* [Directives]
1. In the text about dating a Marine, where was he when the two of them first started dating?
2. From the text about dating a Marine, quote the passage starting with "I have been" and going on through "up and down.".
───── Quoted text
I have been dating a Marine for six months. We went to the same high school but we weren't exactly close. I started talking to him seven months ago and we hit it off. Six months later, here we are.

Thing is, we never stop arguing. He is always away on base and he is at least three to four hours away from me, which isn't as bad as when we first started dating, when he was in FLORIDA. In August I found out he had been texting another girl. The texts I read between them absolutely killed me, but I figured that because I loved him so much, I would try and work things out with him. Since then we have been up and down.

When we spend time together in person things are AMAZING. I mean, it's like a fairytale! But when we are apart, things get out of control and it's exhausting. We have tried to commit to no more arguing or at least to try and talk about things instead of jumping to conclusions and yelling, but we haven't succeeded.

I have tried to end the relationship but he is honestly my other half. I'm a very closed up person, I hate talking about my feelings, and I'm stubborn and push people away all the time, so the fact that I got so comfortable with him so fast is rare for me. I guess the question is, are there things we can do to help us not argue so much? Or just any advice on what to do would be great. Thank you.
──────────
───── Data extract
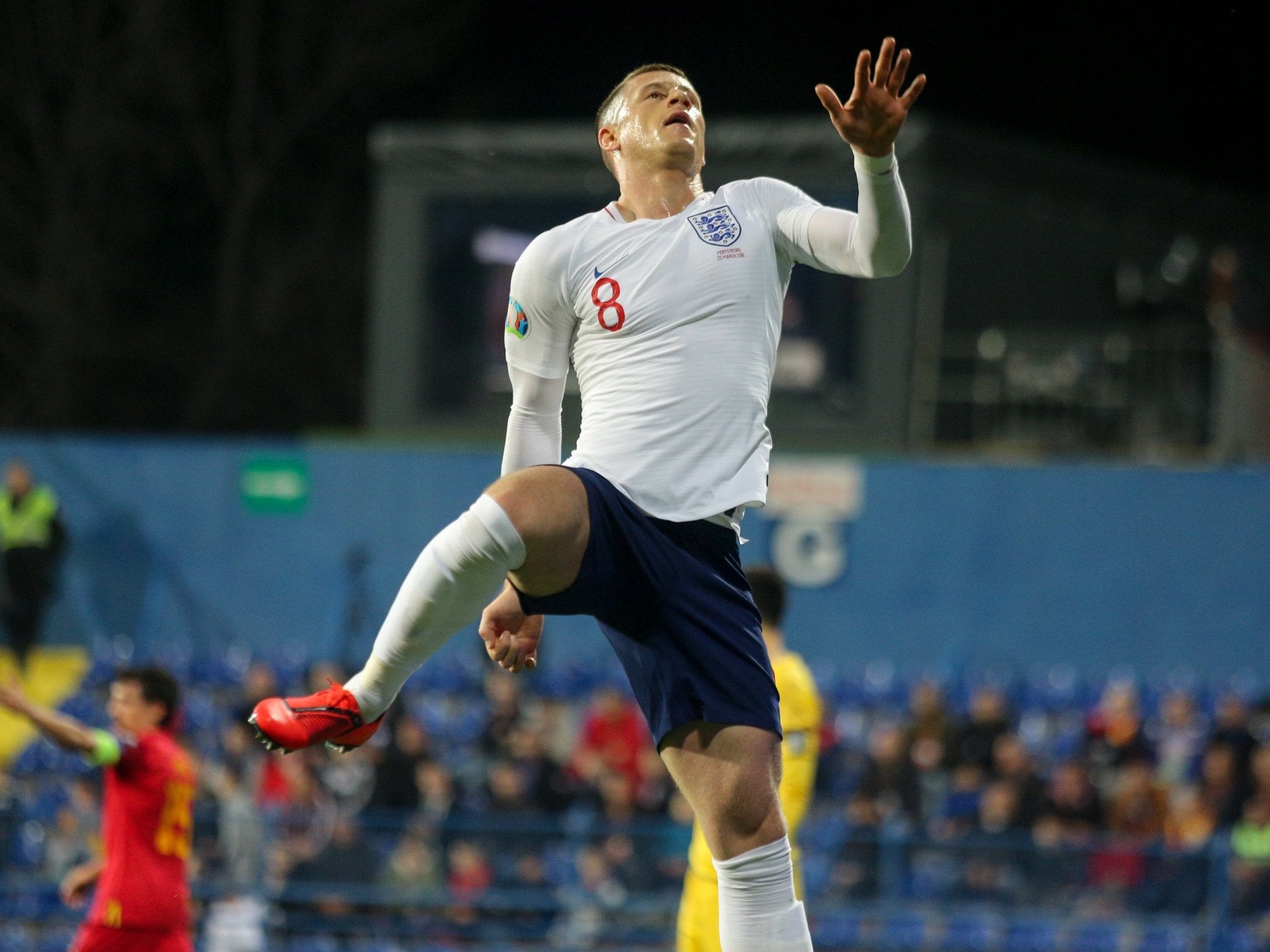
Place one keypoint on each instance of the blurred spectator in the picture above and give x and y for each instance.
──────────
* [Solved problems]
1. Florida.

2.
I have been dating a Marine for six months. We went to the same high school but we weren't exactly close. I started talking to him seven months ago and we hit it off. Six months later, here we are.

Thing is, we never stop arguing. He is always away on base and he is at least three to four hours away from me, which isn't as bad as when we first started dating, when he was in FLORIDA. In August I found out he had been texting another girl. The texts I read between them absolutely killed me, but I figured that because I loved him so much, I would try and work things out with him. Since then we have been up and down.